━━━ Recorded information
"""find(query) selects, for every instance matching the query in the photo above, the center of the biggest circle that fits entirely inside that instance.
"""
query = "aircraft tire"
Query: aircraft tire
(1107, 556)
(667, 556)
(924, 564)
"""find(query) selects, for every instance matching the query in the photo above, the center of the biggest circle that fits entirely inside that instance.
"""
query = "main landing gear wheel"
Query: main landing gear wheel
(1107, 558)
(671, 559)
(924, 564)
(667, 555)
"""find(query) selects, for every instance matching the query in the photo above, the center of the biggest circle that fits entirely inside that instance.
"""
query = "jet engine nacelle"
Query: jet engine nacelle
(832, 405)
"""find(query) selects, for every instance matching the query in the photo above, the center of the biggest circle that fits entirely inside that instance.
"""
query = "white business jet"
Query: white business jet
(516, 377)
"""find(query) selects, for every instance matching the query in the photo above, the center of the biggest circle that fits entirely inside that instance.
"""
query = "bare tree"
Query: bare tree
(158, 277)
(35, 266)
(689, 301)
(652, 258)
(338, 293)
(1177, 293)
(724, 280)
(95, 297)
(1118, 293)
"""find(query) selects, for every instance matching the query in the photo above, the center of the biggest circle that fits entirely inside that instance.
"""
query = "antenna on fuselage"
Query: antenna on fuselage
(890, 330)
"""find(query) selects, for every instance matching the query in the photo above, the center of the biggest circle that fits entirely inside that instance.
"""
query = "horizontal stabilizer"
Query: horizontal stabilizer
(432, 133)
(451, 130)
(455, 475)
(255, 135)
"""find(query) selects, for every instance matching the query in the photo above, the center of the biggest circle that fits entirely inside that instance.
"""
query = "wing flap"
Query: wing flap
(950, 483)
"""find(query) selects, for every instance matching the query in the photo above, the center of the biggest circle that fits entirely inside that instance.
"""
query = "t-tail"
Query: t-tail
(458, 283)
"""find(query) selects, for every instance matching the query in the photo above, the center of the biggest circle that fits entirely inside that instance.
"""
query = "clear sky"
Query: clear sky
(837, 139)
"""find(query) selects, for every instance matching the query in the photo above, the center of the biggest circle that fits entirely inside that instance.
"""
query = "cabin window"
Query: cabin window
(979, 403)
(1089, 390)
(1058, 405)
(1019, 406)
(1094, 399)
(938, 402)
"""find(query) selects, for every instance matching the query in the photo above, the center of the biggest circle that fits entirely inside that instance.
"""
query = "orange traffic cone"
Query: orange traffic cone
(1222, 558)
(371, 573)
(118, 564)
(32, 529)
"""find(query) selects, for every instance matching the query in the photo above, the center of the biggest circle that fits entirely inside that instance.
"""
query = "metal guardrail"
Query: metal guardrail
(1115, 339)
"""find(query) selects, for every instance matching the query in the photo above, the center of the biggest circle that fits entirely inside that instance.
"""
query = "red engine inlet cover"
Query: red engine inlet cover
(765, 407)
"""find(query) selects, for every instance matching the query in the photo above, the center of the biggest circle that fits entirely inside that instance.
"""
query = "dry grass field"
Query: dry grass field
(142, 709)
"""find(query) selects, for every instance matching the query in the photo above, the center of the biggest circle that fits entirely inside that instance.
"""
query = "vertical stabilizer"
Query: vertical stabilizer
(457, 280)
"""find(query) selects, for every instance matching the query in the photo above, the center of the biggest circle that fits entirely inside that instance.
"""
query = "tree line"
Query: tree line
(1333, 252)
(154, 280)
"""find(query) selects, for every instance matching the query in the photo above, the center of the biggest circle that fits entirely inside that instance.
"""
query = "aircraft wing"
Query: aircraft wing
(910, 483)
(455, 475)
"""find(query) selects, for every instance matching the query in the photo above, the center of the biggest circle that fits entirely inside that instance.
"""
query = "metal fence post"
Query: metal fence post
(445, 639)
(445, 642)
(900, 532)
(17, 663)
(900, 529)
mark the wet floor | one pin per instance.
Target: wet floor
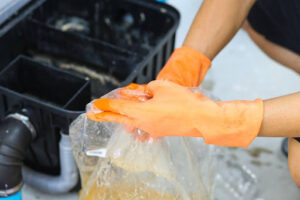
━━━━━━
• Exercise instructions
Write the lines above out again exactly, without any of their pictures.

• Result for this task
"""find(query) selects, for every instance matching the query in the photo above, the center of the biggest circle that fits entirely inside that instance.
"""
query = "aircraft tire"
Query: aircraft tire
(1107, 556)
(667, 556)
(924, 564)
"""find(query) selects, for every instance matching the query in the photo above, the center of the biggest circle that fits entirely inside that instance.
"""
query = "main landing gear wheel"
Query: main landing gear wheel
(1107, 558)
(671, 559)
(924, 564)
(667, 555)
"""find(query) selects, for every instance matching the query in the photo above, the center of the biggest circle that fits entirely inside that instance.
"""
query = "jet engine nacelle"
Query: jet engine nacelle
(832, 405)
"""find(query) selects, for every instance matching the query in the photo above, the center of the biggest circle that fits entirely inside that instance.
"""
query = "white business jet"
Query: white business jet
(516, 377)
"""find(query) selects, for every instance matching the query in the photo above, the center of the biggest circle that fits entirely inside that instance.
"""
query = "bare tree"
Query: bare tree
(158, 277)
(35, 266)
(689, 301)
(652, 258)
(338, 293)
(1177, 293)
(724, 280)
(95, 297)
(1118, 293)
"""find(query) selects, for every instance matching the query in the photo above, the center of the biggest circle that fits entirely inside that instance.
"""
query = "antenna on fuselage"
Query: antenna on fuselage
(890, 330)
"""find(query) selects, for every instance matching the query in the photo above, the center of the biggest circle that fits entirely inside that instance.
"""
query = "horizontal stabilizer"
Query: horizontal stabilizer
(432, 133)
(451, 130)
(455, 475)
(255, 135)
"""find(query) selects, for every instance matching the query in the photo above, the center of the biggest circle that fits entirely inside that instance.
"""
query = "wing flap"
Query: wing flap
(950, 483)
"""find(query) selects, for every instance matching the query in the photo above, the center of the biggest circle that fits entirely inside that instance.
"""
query = "t-tail"
Query: t-tail
(458, 283)
"""find(query) selects, for every instance matching the query in the photo above, the center of the biggest circle that fits entirely inside that instance.
"""
query = "clear sky"
Query: clear sky
(837, 139)
"""find(query) selects, for every instance matching the query in the photo above, the center of the biggest circle that fits entirely inside that instance.
"""
query = "cabin window"
Query: cabin window
(979, 403)
(1089, 390)
(1058, 405)
(1019, 406)
(1094, 399)
(938, 402)
"""find(query) selects, for every instance matching the query in the photo above, the center of the biggest circle that fits entirely inside that instance.
"""
query = "orange traffic cone"
Query: orange traffic cone
(1222, 558)
(371, 573)
(118, 564)
(32, 529)
"""find(query) selects, for every instance matching the query in the photo above, the center of the biggest circle that fits entirely inside that instance.
"""
query = "metal guardrail"
Query: metal guardrail
(1115, 339)
"""find(query) selects, for every instance matching the query in the photo above, the center of the biggest circle that fits entirely inside that instance.
"""
query = "red engine inlet cover"
Query: red engine inlet cover
(765, 407)
"""find(query) selects, for every instance matching the query in the photo above, the center of the biggest circle that fits entirely inside that instance.
"""
query = "dry grass field"
Query: dry grass field
(142, 709)
"""find(query) selects, for every instance matching the query in the photo above, the center of the biggest circle that fits entirely inside that instance.
"""
query = "vertical stabilizer"
Query: vertical stabilizer
(457, 280)
"""find(query) selects, for every instance matching the query in the photo above, the center of the biggest circle that fits entirely inside that instance.
"""
query = "tree line"
Query: tree line
(1333, 252)
(154, 280)
"""find(query) selects, for every instance matching the query in the photo above, the center of the biggest circle that fits entirely inside that instance.
"""
query = "aircraft wing"
Query: aircraft wing
(910, 483)
(455, 475)
"""find(query) selects, for every instance matching the query in the photo above, the center of the biggest circle that fits entirely inside that instance.
"""
query = "metal fence post"
Query: metal fence post
(445, 639)
(445, 642)
(900, 532)
(17, 663)
(900, 529)
mark the wet floor | one pin per instance.
Target: wet floor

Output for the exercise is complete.